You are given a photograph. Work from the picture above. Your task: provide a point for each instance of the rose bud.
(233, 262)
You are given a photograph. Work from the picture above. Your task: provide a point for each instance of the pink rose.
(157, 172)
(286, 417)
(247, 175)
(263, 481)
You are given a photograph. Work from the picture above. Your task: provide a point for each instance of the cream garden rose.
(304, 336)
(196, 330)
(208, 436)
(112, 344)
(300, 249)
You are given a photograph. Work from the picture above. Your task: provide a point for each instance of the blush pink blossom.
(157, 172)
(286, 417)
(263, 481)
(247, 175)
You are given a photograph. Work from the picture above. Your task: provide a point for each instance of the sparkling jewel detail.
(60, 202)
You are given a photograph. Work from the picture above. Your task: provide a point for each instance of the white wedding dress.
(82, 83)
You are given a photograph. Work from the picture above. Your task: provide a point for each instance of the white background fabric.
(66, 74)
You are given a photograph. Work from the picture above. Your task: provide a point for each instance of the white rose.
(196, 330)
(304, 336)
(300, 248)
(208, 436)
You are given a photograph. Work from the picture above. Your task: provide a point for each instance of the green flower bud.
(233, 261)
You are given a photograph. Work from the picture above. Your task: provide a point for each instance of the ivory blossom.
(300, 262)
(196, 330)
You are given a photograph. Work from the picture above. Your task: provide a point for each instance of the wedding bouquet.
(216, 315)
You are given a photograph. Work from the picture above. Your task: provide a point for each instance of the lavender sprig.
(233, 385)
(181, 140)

□ □ □ □ □ □ □

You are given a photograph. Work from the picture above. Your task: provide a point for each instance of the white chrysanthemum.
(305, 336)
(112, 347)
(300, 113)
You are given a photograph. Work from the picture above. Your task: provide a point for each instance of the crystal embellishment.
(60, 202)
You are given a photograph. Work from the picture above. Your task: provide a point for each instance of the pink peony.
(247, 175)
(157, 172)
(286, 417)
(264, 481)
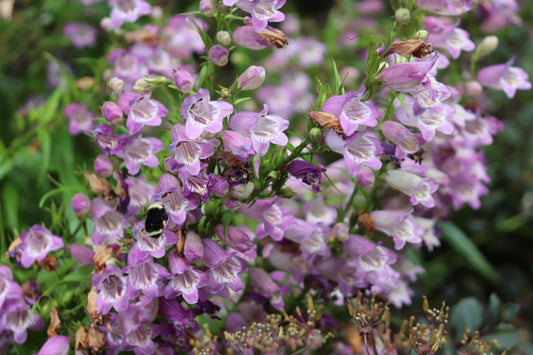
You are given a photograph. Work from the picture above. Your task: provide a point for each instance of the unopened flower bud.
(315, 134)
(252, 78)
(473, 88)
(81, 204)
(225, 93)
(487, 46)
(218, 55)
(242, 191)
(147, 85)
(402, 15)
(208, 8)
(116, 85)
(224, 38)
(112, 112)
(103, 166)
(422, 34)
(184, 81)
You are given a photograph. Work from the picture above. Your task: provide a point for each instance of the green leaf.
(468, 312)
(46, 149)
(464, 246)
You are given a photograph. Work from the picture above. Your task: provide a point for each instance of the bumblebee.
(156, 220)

□ □ □ □ □ □ □

The exercise -> Pick out every line in the items above that contains the word "white" and copy each of those lines. Matching is case-sensitive.

Right answer ->
You are given a photograph. Work from the picture above. Your task: provide a point for each instance of the white wedding dress.
You are given a photograph. Work from the picture above. Your task: provide a point for each instance of the white background fabric.
You are given a photograph. Work from the picture above. Your task: provide a point for each instance of the white rose.
You are given a photograph. Work from the picture above. Your task: provide a point for each instance of the white chrysanthemum.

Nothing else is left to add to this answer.